The Inuit prepare to embrace self-government with hope, fear and fierce determination

JOHN GEDDES February 15 1999


The Inuit prepare to embrace self-government with hope, fear and fierce determination

JOHN GEDDES February 15 1999



The Inuit prepare to embrace self-government with hope, fear and fierce determination


Natsiq Kango speaks quietly, but her voice takes on an icy authority when she tells about the day her father’s dogs were shot. It was back in 1961 when Kango, who is now running for a seat in the first legislative assembly of the new territory of Nunavut, was a little girl. Her family, along with other Inuit hunting clans scattered around the southeastern tip of Baffin Island, had recently been persuaded by federal authorities to settle at Frobisher Bay.

One day, an RCMP truck arrived at the beach not far from their new home, and a Mountie stepped out and shot 25 huskies. “He didn’t allow dogs loose and he wanted the families to stay put for their kids to go to school,” Kango,

43, recalls bitterly. The slaughter denied her father, Simonie Alainga, the option of taking his family by dogsled back to their traditional winter hunting camp.

Many Inuit never really recovered from the wrenching transition they endured from the 1940s to the 1960s. In the far-flung communities where they were encouraged—sometimes compelled— by Ottawa to settle, a legacy of suicide, addiction, crime and unemployment awaits the first government of Nunavut when the new territory is officially born on April 1. But Kango’s father was among the leaders of the last generation who made sure not all was lost. She recounts with pride how, by the mid-1960s, he was helping organize competitions to save the traditional Inuit games, along with other efforts to preserve a culture under siege. When he died in 1994 with seven other walrus hunters whose boat capsized in frigid waters, Alainga was mourned as one of the most revered Inuit leaders. Now, his daughter is campaigning to succeed him as a different kind of leader—one of three MLAs who will represent Nunavut’s new capital, Iqaluit, as the town of Frobisher Bay was renamed in 1987.

Family reputations and community ties will figure large in the Feb.
★ ★ ★
_Job 1_:
Collect every line of the records that contains the string "target".

_Segmentation data_:
★ ★ ★
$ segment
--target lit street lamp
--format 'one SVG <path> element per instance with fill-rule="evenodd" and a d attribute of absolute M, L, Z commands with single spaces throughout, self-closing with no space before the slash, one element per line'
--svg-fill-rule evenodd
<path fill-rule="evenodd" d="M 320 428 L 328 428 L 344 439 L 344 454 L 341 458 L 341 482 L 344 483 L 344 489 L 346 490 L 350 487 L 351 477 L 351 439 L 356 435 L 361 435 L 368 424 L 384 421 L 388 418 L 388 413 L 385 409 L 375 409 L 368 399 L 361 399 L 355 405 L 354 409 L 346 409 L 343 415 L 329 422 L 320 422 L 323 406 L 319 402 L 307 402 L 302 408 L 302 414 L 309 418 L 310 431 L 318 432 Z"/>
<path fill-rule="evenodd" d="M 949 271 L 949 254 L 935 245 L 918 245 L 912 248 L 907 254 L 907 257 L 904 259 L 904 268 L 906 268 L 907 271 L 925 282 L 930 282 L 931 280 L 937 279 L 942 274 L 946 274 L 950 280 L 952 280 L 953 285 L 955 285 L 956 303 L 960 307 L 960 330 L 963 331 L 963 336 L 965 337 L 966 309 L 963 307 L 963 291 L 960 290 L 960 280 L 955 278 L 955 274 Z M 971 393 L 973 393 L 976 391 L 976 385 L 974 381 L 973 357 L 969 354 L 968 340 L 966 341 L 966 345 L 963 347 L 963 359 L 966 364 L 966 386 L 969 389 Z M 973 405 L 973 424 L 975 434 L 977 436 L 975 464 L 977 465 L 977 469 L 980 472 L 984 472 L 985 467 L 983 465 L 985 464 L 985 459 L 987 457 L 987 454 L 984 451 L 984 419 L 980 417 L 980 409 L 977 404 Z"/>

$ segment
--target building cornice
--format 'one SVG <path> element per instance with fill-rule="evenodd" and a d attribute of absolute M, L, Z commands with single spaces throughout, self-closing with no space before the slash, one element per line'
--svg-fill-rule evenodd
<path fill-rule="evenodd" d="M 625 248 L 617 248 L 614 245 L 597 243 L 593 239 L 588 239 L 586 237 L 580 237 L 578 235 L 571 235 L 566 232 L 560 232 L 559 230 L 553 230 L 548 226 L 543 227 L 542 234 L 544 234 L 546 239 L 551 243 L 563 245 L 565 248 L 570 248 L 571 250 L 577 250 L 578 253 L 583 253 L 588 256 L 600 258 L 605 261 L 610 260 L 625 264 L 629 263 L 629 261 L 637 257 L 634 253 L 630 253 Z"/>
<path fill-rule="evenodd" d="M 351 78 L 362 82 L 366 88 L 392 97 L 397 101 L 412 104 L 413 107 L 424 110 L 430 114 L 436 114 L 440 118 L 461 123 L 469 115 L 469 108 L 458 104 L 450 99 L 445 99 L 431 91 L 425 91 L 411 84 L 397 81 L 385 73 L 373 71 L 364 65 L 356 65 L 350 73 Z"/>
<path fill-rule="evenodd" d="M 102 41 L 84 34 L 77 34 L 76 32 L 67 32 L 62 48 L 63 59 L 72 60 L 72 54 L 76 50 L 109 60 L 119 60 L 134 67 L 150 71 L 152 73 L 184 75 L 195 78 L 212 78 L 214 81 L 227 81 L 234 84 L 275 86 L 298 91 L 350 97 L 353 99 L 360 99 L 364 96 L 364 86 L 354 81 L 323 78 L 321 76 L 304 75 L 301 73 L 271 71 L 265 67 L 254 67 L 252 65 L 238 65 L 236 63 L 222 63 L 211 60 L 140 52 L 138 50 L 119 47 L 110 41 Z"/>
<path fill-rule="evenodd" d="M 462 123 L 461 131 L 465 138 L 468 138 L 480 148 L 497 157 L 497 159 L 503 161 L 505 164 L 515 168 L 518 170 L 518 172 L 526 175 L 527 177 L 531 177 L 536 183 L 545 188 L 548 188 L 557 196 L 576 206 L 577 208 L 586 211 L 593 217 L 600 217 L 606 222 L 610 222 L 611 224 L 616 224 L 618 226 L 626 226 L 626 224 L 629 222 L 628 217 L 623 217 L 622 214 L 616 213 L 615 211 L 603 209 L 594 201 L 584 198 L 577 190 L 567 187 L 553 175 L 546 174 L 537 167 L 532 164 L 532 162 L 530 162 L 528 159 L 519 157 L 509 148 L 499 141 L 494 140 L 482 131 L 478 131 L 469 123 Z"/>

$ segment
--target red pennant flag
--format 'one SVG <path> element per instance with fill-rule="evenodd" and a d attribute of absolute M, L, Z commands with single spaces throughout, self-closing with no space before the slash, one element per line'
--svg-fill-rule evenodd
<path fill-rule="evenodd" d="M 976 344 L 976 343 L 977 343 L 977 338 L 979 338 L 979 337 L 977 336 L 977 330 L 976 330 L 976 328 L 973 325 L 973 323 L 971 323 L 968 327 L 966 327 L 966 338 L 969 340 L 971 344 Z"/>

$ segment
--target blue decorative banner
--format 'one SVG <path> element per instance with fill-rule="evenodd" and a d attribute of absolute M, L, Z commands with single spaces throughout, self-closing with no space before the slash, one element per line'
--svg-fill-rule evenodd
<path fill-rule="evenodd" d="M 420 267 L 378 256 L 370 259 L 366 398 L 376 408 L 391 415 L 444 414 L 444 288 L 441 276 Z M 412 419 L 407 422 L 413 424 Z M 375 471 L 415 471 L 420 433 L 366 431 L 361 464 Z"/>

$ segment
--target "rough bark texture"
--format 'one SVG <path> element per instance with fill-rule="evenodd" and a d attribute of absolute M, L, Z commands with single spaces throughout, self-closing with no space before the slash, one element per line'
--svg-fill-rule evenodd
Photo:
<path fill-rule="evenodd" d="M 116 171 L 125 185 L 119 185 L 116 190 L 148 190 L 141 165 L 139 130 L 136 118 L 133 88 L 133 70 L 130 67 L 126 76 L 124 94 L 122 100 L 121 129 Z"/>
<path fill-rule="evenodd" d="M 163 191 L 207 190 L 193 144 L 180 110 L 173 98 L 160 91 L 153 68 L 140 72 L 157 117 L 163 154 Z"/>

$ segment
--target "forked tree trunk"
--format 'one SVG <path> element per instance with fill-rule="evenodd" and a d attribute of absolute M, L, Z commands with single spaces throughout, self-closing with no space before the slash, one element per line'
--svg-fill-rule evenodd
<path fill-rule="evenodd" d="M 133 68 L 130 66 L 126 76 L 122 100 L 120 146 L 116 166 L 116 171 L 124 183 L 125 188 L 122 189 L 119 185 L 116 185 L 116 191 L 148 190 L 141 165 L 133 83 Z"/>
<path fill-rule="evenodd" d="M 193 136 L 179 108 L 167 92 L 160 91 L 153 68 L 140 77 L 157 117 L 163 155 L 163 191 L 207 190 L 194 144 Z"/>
★ ★ ★
_Job 2_:
Please write what comes next in the article on Inuit self-government in Nunavut, picking up from its final line.

_Written answer 1_:
--target lit street lamp
--target building cornice
--target red pennant flag
--target blue decorative banner
--target "rough bark texture"
--target "forked tree trunk"

_Written answer 2_:
15 vote: there are no political parties and little real policy debate. Just 12,210 people, from a total population of only about 25,000, are on the official voters’ lists in the territory’s 19 ridings. Yet outside attention is being lavished on the election and the creation of Nunavut. What the new territory lacks in population, it makes up for in spectacular geography and the enduring romance of the North. When it splits from the Northwest Territories, Nunavut will encompass 20 per cent of Canada’s land mass, making it bigger than Quebec, the largest province. It will extend from the vast Barren Lands west of Hudson Bay up to Ellesmere Island’s mountainous Cape Columbia, Canada’s most northerly point of land.

But Nunavut is worth watching for more than its sheer immensity and epic scenery. About 85 per cent of the people who call it home are Inuit. While the qallunaat, as white people are called in the Inuit language of Inuktitut, have full political rights in the new jurisdiction, the overwhelming Inuit majority makes Nunavut Canada’s first large-scale test of native self-government. Conditions for the experiment are far from ideal. The social problems that plague the Eastern Arctic will make it a complex and costly jurisdiction to govern. The economy is weak, and its prospects uncertain. The MLAs elected next week, and the premier they will in turn elect from among their number, will have their work cut out for them.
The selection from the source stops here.